Rewrite the data from the line with "Objective: detect bulldozer in a given image." to the line with "(326, 82), (543, 145)", swapping "bounding box" for "rectangle" and leaving everything else unchanged.

____ Data lines

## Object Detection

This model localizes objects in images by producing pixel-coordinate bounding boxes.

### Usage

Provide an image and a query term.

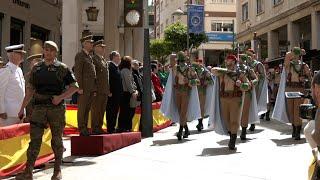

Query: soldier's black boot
[240,127,247,141]
[266,111,270,121]
[196,118,203,132]
[294,126,301,140]
[177,125,183,141]
[228,134,237,150]
[249,124,256,131]
[292,124,296,138]
[183,125,190,138]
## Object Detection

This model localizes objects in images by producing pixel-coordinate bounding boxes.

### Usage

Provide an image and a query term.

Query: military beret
[226,54,237,61]
[93,39,106,47]
[43,41,59,52]
[80,35,94,43]
[5,44,26,54]
[27,54,42,61]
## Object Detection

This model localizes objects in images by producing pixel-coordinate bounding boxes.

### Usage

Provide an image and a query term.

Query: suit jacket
[93,55,110,95]
[74,50,97,94]
[109,62,122,100]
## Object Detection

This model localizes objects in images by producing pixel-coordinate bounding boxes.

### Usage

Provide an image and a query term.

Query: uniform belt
[220,91,242,98]
[287,82,304,88]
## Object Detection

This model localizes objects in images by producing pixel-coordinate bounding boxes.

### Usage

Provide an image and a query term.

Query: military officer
[0,44,26,127]
[91,40,110,134]
[211,55,250,150]
[25,54,42,122]
[74,35,97,136]
[16,41,78,180]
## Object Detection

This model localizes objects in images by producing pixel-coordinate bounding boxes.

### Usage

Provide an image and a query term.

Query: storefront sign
[206,32,234,42]
[12,0,30,9]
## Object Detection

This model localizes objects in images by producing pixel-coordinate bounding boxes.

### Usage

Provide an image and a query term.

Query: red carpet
[71,132,141,156]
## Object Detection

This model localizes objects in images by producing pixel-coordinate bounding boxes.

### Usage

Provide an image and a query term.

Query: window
[273,0,283,6]
[257,0,263,14]
[211,0,234,4]
[242,2,249,21]
[211,21,233,32]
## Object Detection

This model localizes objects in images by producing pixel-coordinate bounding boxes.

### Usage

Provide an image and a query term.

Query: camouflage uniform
[19,60,78,179]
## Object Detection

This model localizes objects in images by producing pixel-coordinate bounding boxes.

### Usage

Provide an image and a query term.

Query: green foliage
[150,39,171,64]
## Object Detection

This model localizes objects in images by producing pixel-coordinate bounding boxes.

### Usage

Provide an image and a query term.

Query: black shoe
[228,134,237,150]
[294,126,301,140]
[80,131,90,136]
[177,126,183,141]
[196,118,203,132]
[292,124,296,138]
[240,127,247,141]
[266,111,270,121]
[183,125,190,138]
[249,124,256,132]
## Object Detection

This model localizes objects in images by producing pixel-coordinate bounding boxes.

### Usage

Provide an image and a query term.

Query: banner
[0,123,54,179]
[64,102,171,134]
[188,5,204,34]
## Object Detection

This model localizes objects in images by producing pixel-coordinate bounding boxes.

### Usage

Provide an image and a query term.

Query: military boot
[294,126,301,140]
[177,125,183,141]
[15,166,33,180]
[240,127,247,141]
[228,134,237,150]
[292,124,296,138]
[196,118,203,132]
[183,125,190,138]
[249,124,256,131]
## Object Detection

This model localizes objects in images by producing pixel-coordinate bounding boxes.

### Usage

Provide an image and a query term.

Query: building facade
[237,0,320,60]
[0,0,61,64]
[154,0,236,65]
[62,0,148,67]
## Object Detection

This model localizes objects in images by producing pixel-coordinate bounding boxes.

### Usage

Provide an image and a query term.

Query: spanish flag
[0,123,54,179]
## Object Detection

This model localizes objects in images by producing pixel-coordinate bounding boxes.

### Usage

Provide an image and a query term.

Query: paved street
[6,121,312,180]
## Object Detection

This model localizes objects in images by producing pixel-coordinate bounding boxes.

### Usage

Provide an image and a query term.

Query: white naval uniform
[0,62,25,127]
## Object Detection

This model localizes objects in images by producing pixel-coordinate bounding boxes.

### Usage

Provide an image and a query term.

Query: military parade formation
[0,35,320,180]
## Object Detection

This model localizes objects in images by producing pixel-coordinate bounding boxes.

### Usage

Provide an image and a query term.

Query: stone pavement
[6,121,312,180]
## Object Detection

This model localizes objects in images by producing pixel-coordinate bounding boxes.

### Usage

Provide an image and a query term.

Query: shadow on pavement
[217,138,256,146]
[198,147,241,156]
[271,137,306,147]
[150,139,193,146]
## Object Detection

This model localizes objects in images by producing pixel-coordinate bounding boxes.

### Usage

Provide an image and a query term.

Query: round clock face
[126,10,140,26]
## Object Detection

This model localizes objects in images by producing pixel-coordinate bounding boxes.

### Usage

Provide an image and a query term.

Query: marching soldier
[91,40,110,134]
[246,49,268,131]
[25,54,42,122]
[193,60,213,132]
[211,55,250,150]
[272,47,311,140]
[0,44,26,127]
[238,54,258,140]
[16,41,78,180]
[173,52,199,140]
[74,35,97,136]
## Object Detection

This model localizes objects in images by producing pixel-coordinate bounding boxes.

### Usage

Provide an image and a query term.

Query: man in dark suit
[74,35,97,136]
[106,51,123,133]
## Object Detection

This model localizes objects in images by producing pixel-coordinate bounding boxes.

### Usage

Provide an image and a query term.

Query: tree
[164,22,208,52]
[150,39,171,64]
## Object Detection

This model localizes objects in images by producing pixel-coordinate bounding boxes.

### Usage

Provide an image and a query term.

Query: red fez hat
[226,54,237,61]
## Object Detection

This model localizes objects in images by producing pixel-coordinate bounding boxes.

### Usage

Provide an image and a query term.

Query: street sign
[124,0,143,27]
[188,4,204,34]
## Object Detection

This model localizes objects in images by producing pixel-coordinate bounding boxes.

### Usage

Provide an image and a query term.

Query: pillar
[311,11,320,49]
[268,31,279,59]
[287,21,300,51]
[62,0,82,68]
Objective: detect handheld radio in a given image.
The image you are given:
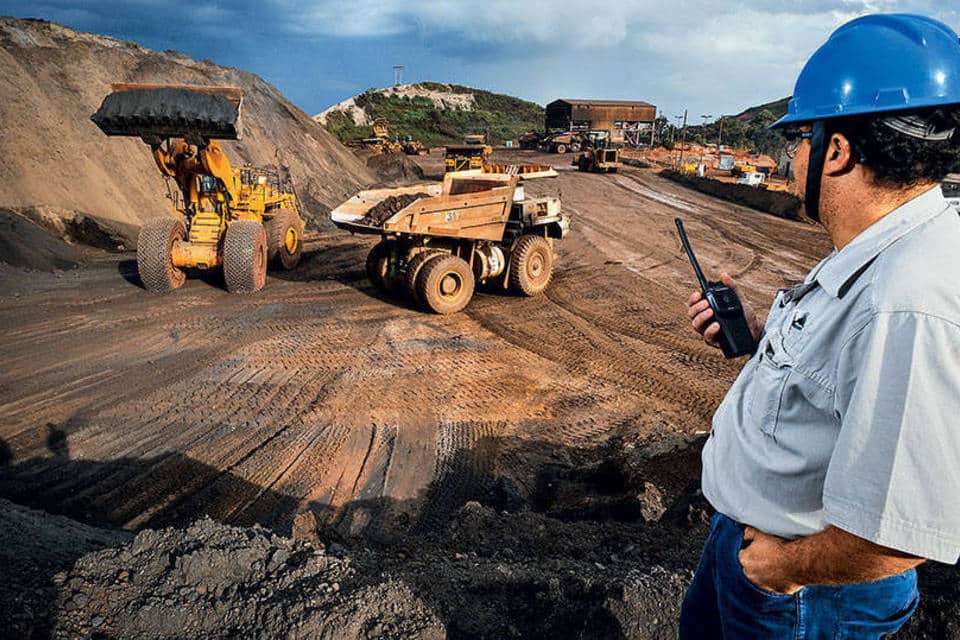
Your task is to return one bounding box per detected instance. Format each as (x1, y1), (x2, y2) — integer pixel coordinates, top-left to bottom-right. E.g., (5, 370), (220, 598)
(674, 218), (757, 359)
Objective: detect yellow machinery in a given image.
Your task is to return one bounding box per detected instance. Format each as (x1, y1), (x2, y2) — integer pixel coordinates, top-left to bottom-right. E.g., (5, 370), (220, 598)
(571, 130), (623, 173)
(444, 144), (490, 173)
(91, 84), (303, 292)
(330, 170), (570, 314)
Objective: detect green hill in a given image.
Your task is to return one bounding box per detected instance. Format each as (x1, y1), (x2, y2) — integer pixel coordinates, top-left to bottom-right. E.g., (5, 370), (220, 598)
(314, 82), (543, 145)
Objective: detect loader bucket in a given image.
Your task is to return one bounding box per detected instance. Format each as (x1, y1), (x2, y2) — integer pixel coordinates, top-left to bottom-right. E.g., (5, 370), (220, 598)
(90, 84), (242, 140)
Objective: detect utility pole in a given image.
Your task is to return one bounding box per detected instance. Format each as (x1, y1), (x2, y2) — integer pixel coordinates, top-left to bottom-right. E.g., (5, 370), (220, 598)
(697, 113), (713, 171)
(678, 109), (687, 171)
(670, 115), (683, 161)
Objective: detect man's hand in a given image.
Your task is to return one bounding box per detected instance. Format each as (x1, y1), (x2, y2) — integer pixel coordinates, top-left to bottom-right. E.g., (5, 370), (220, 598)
(739, 527), (924, 594)
(687, 272), (763, 349)
(740, 524), (803, 594)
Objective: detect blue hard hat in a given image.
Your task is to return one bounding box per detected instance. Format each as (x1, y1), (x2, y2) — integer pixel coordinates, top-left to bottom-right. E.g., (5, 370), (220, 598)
(770, 14), (960, 128)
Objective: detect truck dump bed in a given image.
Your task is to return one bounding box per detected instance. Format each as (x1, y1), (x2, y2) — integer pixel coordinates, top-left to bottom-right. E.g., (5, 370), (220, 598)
(330, 172), (523, 240)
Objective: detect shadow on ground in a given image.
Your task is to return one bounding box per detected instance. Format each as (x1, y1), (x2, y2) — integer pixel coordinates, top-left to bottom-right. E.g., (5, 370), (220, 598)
(0, 425), (960, 639)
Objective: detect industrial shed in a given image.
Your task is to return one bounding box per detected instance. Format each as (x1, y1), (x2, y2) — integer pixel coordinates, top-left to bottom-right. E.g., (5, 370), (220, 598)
(544, 98), (657, 144)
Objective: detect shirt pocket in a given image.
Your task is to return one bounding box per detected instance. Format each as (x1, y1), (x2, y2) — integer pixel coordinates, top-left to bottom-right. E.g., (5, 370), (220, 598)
(746, 328), (796, 437)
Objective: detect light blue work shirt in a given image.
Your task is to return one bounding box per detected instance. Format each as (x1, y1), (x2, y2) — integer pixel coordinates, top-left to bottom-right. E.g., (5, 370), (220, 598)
(703, 187), (960, 564)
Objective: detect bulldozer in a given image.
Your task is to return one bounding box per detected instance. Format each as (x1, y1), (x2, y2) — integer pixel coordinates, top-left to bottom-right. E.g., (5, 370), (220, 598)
(572, 131), (623, 173)
(91, 83), (304, 293)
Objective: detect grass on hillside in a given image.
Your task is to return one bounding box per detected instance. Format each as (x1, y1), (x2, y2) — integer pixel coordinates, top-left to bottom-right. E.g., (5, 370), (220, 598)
(326, 82), (543, 145)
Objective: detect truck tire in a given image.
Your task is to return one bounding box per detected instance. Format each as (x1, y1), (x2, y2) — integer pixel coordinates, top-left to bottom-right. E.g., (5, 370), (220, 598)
(510, 235), (553, 296)
(366, 240), (394, 293)
(417, 255), (474, 315)
(223, 220), (267, 293)
(263, 209), (303, 271)
(137, 218), (187, 293)
(403, 250), (445, 305)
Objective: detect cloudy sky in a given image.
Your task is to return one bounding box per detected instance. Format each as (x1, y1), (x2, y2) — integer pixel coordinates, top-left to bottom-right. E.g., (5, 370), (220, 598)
(0, 0), (960, 122)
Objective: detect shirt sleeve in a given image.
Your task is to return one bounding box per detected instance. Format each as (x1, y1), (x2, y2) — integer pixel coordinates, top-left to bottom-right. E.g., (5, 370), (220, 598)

________

* Full output *
Objective: detect bulldozer in a given image.
Your task is to return one rectangle per detected instance. Format each as (x1, y1), (x2, y2) — integer pixel coordinates, top-left to bottom-right. E.g., (5, 370), (220, 598)
(572, 131), (623, 173)
(91, 83), (304, 293)
Objective: detect grass on hillside in a given image.
Your task is to return one rectangle per detected instance. Format each as (x1, y1), (x2, y2) — integer pixel coordinates, top-left to bottom-right. E.g., (5, 370), (220, 598)
(326, 82), (543, 145)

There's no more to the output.